Directions for this task: Give back the entries that follow exactly as written. Any picture gets left out.
########################################
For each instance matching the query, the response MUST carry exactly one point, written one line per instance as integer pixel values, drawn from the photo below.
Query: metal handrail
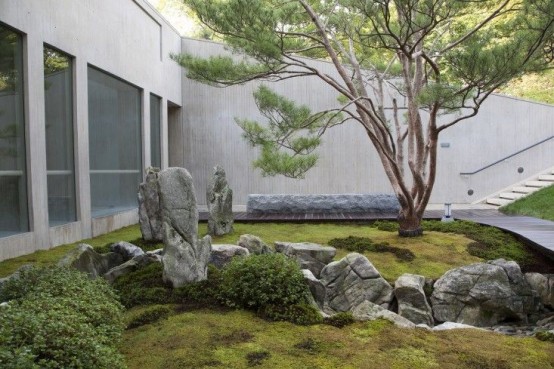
(507, 157)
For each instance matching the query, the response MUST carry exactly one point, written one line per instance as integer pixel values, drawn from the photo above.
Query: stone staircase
(523, 189)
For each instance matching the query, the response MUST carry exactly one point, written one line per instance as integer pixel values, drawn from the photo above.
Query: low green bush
(365, 244)
(261, 280)
(144, 286)
(340, 320)
(60, 318)
(150, 315)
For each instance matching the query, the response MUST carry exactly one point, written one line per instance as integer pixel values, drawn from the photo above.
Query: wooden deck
(536, 232)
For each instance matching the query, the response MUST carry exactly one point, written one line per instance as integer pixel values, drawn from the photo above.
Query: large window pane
(115, 143)
(13, 184)
(58, 91)
(155, 144)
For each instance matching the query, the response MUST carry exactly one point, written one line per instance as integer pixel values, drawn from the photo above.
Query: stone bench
(375, 203)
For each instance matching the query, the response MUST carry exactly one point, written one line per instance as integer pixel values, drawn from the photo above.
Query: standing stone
(412, 303)
(150, 215)
(352, 280)
(544, 285)
(483, 294)
(185, 257)
(219, 197)
(308, 255)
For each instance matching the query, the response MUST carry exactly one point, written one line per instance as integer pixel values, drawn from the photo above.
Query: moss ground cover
(209, 339)
(538, 205)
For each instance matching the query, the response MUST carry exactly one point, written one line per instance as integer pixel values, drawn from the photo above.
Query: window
(58, 95)
(114, 143)
(13, 184)
(155, 120)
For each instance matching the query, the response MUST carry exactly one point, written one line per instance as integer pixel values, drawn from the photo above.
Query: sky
(175, 12)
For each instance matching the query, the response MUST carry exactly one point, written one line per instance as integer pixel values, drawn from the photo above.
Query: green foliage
(301, 314)
(60, 318)
(292, 134)
(143, 287)
(546, 336)
(150, 315)
(364, 244)
(341, 319)
(491, 243)
(261, 280)
(538, 204)
(256, 358)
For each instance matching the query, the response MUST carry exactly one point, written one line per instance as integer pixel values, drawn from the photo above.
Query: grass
(435, 252)
(539, 205)
(179, 336)
(238, 339)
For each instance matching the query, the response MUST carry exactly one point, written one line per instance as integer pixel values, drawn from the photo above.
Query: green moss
(538, 205)
(369, 345)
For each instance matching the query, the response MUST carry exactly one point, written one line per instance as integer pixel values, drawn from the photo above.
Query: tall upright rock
(219, 197)
(185, 258)
(150, 214)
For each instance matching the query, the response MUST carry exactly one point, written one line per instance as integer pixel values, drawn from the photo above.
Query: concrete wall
(348, 163)
(125, 38)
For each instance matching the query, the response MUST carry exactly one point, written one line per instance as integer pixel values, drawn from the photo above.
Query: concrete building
(89, 97)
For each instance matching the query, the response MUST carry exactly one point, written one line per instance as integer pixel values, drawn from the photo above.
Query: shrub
(261, 280)
(340, 320)
(59, 318)
(150, 315)
(144, 286)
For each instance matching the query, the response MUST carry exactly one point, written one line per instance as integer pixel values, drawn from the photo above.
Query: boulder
(131, 265)
(219, 198)
(126, 249)
(150, 214)
(223, 254)
(308, 255)
(85, 259)
(544, 285)
(185, 257)
(370, 311)
(446, 326)
(254, 244)
(483, 294)
(412, 303)
(316, 288)
(351, 281)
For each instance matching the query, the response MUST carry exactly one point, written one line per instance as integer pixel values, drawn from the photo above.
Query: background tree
(442, 57)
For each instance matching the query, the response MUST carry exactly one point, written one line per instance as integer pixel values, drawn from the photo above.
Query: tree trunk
(409, 223)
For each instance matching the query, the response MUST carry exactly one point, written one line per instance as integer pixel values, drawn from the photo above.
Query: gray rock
(322, 203)
(150, 214)
(352, 280)
(544, 285)
(316, 288)
(446, 326)
(185, 257)
(483, 294)
(14, 274)
(370, 311)
(223, 254)
(219, 198)
(85, 259)
(254, 244)
(309, 255)
(412, 303)
(129, 266)
(126, 249)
########################################
Output for this task:
For each instance matching the query, the response MUST carry exactly one point, written one line per instance as integer pixel values, drawn from the photo below.
Query: metal handrail
(507, 157)
For each instance matching the query, the response MUST carry exactly one point, written one line per instance as integer pixel values, drawn from the photo above.
Query: stone staircase
(523, 189)
For each instance matching the query, the response MUST carry exactly one point, written one line per instance as integer pixel values, drawn from the photo above.
Query: low green bush
(365, 244)
(261, 280)
(144, 286)
(340, 320)
(60, 318)
(150, 315)
For each instance matching the query, the response MUST carry exactly one point, written one line per instance as integer pixel values, drawn from the photo above.
Query: wooden deck
(536, 232)
For each instance matching the query, the response MUST carry exactly one point, written one line per instance as integer pixel values, drawn from the photo above.
Query: large window pane
(115, 143)
(13, 184)
(58, 91)
(155, 144)
For each instance matching the query, the response MUST carry exactly one point, written one line per instance as integer pixel values, drawn from the photo above.
Query: stone bench
(375, 203)
For each instance matching the query, the response MUST carry exactly one point, written one line per instance as integer pixel values, drawn from the photo above.
Query: standing stone
(412, 303)
(150, 215)
(352, 280)
(544, 285)
(483, 294)
(185, 257)
(219, 197)
(308, 255)
For each instance matching the query, the response MUST carry exactly one point, written one line per instance as integer pixel values, drawn from the photo above.
Query: moss ground cover
(209, 339)
(538, 205)
For each instance matching the query, the response MUST carry exactly one point, written one line per instance as integer pixel values, drawn from the photo above.
Query: window
(58, 95)
(114, 143)
(13, 184)
(155, 120)
For each instance matching the query, the response MUST carry exactly one point, written one line per instance as integer pixel values, drawn from the photo above.
Query: sky
(175, 12)
For each instance matching the query, the response MUST carry exactly one point, written one line per instance as integer pixel values, drawn from the photo above.
Query: green foliage
(301, 314)
(60, 318)
(292, 134)
(143, 287)
(546, 336)
(150, 315)
(364, 244)
(341, 319)
(491, 243)
(261, 280)
(538, 204)
(256, 358)
For each instance matching the query, the response MUST carry exactly one point, written one line per instance as integer pixel values, drawn from the photo above.
Query: grass
(435, 252)
(539, 205)
(179, 336)
(238, 339)
For each instance matching the query, the response MUST carry exactly one point, written one line per instance as integer pixel values, drawn from the photo above.
Query: green moss
(538, 205)
(369, 345)
For each instance matching the query, the response MUST carry exactly one point, written one line per instance as integer pixel values, drawn from the photo above.
Query: tall upright rock
(219, 197)
(185, 258)
(150, 214)
For each instance matching the query, the response MUST carry exactly one point, written one line per instance as integer pixel values, drawn from the photo above.
Query: concrete wall
(348, 163)
(125, 38)
For each instance matching the query, the response MUST carry exactly one point, written one line per instance as integer pixel values, drawn from the photo above.
Query: concrete building
(89, 97)
For each instance matching the query, the response MUST carry exactly one point, written one line per instance as integer pixel values, drawn from the photo above.
Query: shrub
(261, 280)
(340, 320)
(59, 318)
(150, 315)
(144, 286)
For each instance matching the query, the response MUST carry exactly one point, written one line per instance as integer pixel values, drawn from the photo above.
Query: boulder
(131, 265)
(219, 198)
(126, 249)
(150, 214)
(223, 254)
(308, 255)
(85, 259)
(544, 285)
(185, 257)
(370, 311)
(446, 326)
(254, 244)
(483, 294)
(412, 303)
(316, 288)
(351, 281)
For each instance matching the query, the response MUST carry exactly one point, written one line per instance as integer pixel values, drawn from the photo above.
Query: background tree
(442, 57)
For each instance matching the query, the response MUST carry exactly one point, written one line per instance as integer pixel values, drawn from the photo above.
Query: tree trunk
(409, 223)
For each instance matching the query, the response MUST carry exactly one point, written one line per instance as integer pixel values, drawn from the photo above.
Query: gray rock
(322, 203)
(150, 214)
(352, 280)
(544, 285)
(316, 288)
(446, 326)
(185, 257)
(483, 294)
(14, 274)
(370, 311)
(223, 254)
(219, 198)
(85, 259)
(254, 244)
(309, 255)
(412, 303)
(129, 266)
(126, 249)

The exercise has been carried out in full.